Record excerpts Block Start

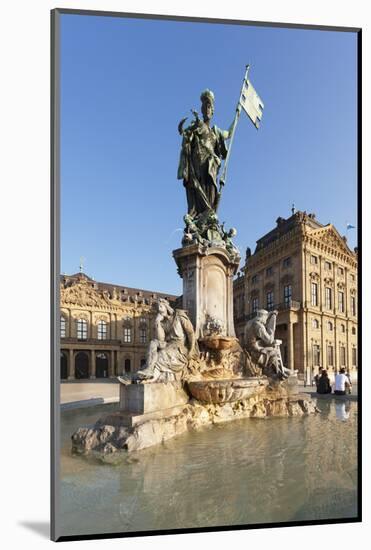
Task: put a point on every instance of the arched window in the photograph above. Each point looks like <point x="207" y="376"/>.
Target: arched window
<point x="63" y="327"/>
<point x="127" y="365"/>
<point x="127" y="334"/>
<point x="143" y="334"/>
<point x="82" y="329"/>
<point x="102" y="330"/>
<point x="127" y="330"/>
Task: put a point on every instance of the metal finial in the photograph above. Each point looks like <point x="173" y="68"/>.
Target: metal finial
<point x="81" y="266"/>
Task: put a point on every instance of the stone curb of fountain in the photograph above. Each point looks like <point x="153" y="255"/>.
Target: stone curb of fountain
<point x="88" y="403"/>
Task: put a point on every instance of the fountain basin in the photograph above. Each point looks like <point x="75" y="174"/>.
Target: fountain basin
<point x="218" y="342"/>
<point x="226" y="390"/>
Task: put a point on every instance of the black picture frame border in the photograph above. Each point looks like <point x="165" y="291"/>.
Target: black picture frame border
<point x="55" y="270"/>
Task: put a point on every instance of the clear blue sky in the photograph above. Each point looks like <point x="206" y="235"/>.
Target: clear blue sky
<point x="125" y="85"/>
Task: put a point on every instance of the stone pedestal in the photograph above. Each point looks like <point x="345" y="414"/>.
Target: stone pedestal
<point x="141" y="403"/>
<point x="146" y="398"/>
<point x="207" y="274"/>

Record excerpts Block End

### About this task
Return only the lines of the records in which the string "above" appears.

### Written response
Task: put a point on every instance of the arched window in the photograph above. Each point looks like <point x="207" y="376"/>.
Task: put a point on every instance of the metal finial in the photograph above. Each point looks like <point x="173" y="68"/>.
Task: put a point on every instance of the stone curb of fountain in the photograph above. Each point looks like <point x="153" y="255"/>.
Task: put a point on every instance of the fountain basin in the photograph above. Each point looks like <point x="75" y="174"/>.
Task: put a point on every instance of the black picture frame border in the photograph above. Each point looks like <point x="165" y="291"/>.
Task: put a point on every instance of the clear blue sky in the photograph above. Each point looks like <point x="206" y="235"/>.
Task: put a point on every instance of the stone pedestal in the photograph above. Each point looks like <point x="345" y="414"/>.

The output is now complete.